━━━━━ PASSAGE GIVEN ━━━━━

Just the Right Word

Holidays & Special Events - Part 24

Sermon Image
Speaker

Nick Lauer

Date
Dec. 24, 2019
Time
10:30

Transcription

Disclaimer: this is an automatically generated machine transcription - there may be small errors or mistranscriptions. Please refer to the original audio if you are in any doubt.

[0:00] Well, good evening. Let me invite you to turn once again in the Pew Bibles, this time to John chapter 1, verses 1 through 18.

[0:13] That's page 833 in the Bible in front of you. John chapter 1, we're going to look at verses 1 through 18. Let me read the Gospel of John for us.

[0:52] And the life was the light of men. The light shines in the darkness, and the darkness has not overcome it. There was a man sent from God whose name was John.

[1:03] He came as a witness to bear witness about the light that all might believe through him. He was not the light, but came to bear witness about the light. The true light, which gives light to everyone, was coming into the world.

[1:17] He was in the world, and the world was made through him. Yet, the world did not know him. He came to his own, and his own people did not receive him.

[1:29] But to all who did receive him, who believed in his name, he gave the right to become children of God, who were born not of blood, nor of the will of the flesh, nor of the will of man, but of God.

[1:44] And the Word became flesh and dwelt among us. And we have seen his glory, glory as of the only Son from the Father, full of grace and truth.

[1:56] John bore witness about him and cried out, This was he of whom I said, He who comes after me ranks before me, because he was before me. For from his fullness we have all received grace upon grace.

[2:11] For the law was given through Moses. Grace and truth came through Jesus Christ. No one has ever seen God.

[2:23] The only God who is at the Father's side, he has made him known. One of the great struggles of any writer or any speaker is to find just the right word to get across to your audience what you want them to feel and know.

[2:43] Mark Twain once said, The difference between the almost right word and the right word is a really large matter. Tis the difference between the lightning bug and the lightning.

[2:55] Maybe you can relate. Have you ever struggled to find just the right word? Whether composing a tricky email at work or having an awkward conversation with a family member?

[3:12] We get a lot of those around this time of year, don't we? Or maybe writing a note of thanks to your friend. How do you capture what's in your mind and heart and really get it across?

[3:22] It can be tough. Often, we hope for the lightning but end up with little more than lightning bugs. Well, the Gospel of John begins by telling us about a word.

━━━━━ DATA SUPPLIED ━━━━━

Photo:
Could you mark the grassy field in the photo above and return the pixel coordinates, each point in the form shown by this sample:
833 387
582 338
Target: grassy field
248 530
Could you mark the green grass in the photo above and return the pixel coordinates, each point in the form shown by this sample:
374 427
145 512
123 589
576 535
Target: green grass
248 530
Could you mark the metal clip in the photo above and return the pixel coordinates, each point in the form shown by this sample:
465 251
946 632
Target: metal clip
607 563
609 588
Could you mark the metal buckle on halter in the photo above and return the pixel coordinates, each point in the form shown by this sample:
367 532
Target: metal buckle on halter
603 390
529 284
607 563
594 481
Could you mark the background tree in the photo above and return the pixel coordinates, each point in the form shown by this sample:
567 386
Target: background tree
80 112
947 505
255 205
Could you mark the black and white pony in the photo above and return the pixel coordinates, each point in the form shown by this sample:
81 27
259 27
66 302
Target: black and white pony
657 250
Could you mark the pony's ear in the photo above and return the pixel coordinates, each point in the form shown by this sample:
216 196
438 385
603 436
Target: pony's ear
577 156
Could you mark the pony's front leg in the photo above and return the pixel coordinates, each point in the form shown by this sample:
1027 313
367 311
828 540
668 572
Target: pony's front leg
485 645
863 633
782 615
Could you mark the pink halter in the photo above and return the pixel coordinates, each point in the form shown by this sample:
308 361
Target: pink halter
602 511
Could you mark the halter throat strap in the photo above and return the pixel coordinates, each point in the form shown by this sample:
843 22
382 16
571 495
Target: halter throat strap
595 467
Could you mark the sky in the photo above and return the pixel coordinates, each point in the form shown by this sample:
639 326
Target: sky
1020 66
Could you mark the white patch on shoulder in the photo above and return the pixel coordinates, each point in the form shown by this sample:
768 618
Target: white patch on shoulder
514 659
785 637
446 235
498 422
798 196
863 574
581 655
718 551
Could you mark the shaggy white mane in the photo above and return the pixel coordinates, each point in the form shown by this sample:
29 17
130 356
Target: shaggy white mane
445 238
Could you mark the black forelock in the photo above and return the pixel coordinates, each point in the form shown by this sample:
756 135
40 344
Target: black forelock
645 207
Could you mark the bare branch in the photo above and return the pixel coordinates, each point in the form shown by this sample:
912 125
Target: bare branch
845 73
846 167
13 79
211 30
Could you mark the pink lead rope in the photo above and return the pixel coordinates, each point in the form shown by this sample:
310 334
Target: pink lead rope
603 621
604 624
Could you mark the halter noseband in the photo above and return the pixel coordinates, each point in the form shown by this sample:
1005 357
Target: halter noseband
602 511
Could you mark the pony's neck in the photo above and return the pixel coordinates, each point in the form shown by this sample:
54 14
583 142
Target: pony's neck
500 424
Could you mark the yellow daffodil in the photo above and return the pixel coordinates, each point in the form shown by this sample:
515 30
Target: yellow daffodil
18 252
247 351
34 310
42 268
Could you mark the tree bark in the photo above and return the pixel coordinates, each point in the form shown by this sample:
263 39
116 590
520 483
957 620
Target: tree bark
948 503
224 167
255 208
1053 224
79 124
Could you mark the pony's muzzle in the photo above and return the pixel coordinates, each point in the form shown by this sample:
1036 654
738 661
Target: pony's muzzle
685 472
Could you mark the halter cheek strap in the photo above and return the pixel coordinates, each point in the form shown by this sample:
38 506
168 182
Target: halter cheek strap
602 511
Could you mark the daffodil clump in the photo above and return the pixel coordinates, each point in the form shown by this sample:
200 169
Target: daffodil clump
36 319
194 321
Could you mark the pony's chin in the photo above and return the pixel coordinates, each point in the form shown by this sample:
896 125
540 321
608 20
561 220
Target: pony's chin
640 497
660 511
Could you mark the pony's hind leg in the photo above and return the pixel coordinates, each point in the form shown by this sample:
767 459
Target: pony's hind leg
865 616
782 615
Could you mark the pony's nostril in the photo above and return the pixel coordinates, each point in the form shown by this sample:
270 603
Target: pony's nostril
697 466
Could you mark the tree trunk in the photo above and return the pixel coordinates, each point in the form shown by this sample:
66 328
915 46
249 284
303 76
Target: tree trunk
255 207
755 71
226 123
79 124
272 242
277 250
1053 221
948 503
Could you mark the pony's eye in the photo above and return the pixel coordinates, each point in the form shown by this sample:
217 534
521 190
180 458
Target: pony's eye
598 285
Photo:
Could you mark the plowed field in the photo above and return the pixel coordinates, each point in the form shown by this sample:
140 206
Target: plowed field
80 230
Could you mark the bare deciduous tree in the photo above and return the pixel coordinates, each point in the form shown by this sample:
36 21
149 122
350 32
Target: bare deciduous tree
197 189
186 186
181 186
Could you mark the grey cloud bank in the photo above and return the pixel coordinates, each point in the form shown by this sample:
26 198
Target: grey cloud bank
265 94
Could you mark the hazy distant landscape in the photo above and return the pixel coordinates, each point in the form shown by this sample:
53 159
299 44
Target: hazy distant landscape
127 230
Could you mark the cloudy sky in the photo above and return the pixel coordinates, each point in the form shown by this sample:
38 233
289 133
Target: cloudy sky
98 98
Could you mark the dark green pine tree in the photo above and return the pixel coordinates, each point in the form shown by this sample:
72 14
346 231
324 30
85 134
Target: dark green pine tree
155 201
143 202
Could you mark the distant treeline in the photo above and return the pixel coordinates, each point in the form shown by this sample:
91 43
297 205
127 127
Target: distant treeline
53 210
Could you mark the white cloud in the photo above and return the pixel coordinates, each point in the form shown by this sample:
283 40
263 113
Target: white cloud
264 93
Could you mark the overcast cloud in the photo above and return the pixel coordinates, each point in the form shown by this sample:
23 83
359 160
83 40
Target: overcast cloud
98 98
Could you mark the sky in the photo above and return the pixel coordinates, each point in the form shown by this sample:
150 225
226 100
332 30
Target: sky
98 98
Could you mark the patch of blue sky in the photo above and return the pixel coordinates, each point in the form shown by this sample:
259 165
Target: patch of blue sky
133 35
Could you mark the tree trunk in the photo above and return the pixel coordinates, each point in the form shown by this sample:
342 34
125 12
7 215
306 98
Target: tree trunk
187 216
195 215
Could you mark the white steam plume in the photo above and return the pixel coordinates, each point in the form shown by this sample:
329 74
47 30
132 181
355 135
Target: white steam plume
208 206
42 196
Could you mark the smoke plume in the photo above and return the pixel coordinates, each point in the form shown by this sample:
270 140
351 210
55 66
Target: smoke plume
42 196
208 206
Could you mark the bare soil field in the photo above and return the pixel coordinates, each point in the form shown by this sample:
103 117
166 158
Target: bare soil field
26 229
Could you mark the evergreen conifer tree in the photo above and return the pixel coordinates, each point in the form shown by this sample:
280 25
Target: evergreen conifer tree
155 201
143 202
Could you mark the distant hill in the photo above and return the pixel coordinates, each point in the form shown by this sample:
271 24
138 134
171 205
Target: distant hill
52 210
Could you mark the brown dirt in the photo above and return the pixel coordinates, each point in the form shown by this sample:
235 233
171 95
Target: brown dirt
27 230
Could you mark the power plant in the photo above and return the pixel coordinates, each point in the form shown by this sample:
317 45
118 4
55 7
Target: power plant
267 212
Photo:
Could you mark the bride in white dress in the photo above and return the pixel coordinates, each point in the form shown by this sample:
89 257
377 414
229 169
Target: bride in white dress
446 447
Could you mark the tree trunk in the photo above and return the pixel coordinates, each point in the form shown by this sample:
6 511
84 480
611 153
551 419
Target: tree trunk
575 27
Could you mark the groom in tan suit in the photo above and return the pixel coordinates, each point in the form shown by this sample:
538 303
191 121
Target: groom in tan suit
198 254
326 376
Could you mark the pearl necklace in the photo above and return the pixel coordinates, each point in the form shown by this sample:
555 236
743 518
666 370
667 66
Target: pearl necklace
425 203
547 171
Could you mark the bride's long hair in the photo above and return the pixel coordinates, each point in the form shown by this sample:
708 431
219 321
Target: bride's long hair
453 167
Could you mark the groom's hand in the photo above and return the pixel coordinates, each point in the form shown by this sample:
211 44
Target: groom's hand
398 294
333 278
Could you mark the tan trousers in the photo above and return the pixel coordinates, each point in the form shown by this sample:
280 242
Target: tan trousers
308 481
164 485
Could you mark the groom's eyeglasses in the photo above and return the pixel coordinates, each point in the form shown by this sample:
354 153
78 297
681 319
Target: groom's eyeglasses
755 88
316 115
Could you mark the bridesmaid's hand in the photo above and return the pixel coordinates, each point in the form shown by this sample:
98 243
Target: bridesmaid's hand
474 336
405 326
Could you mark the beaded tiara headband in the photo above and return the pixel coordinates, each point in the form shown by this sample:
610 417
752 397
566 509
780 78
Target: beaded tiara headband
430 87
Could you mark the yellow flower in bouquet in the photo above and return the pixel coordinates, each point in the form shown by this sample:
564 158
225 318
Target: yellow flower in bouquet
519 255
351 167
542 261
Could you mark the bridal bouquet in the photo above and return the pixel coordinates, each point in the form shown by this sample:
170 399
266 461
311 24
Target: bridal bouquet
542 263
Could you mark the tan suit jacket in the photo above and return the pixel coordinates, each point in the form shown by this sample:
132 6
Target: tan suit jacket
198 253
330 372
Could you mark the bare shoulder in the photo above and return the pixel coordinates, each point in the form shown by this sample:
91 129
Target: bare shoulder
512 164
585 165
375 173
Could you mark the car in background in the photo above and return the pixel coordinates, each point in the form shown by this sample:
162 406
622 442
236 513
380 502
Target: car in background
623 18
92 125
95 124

━━━━━

● STATED TASK 1
In the sermon transcript, what did Mark Twain say the difference between the almost right word and the right word is?
● STATED TASK 2
Continue the sermon transcript from its final sentence.

● TASK OUTPUT 1
It is the difference between the lightning bug and the lightning.

● TASK OUTPUT 2
[3:38] But this word, at long last, is the right word. The word that brings life and light. For this word is the word that does something that no other word has been able to do.

[3:57] This is the word that makes God known. Look again at verse 18 if you have it open. At first, John in verse 18 sounds like a good skeptic.

[4:10] No one has ever seen God, he says. God, after all, is God. And if God is God, the infinite creator of all things, we shouldn't just expect to see him around like some other object, right?

[4:30] Like we see a chair at Ikea. Imagine a play by Shakespeare. You know, no matter how long Hamlet searches and searches in his literary Denmark, he's never going to meet Shakespeare.

[4:47] He's never going to run across Shakespeare in his play like he meets Rosencrantz or Guildenstern. And so, John says, it's the same with God.

[4:57] No one has ever seen God. And when you think about it, at the same time, that hasn't stopped human beings from talking a lot about God, has it?

[5:11] And struggling to find the right words to describe God. Just think of all the words that we use. Infinite, eternal, holy, omnipotent.

[5:25] These words sound like lightning. But who's to say that they're not just lightning bugs after all? No one, after all, has ever seen God.

[5:40] But what if, what if God chose to make himself known? What if God had just the right word to say that would communicate all he is to us?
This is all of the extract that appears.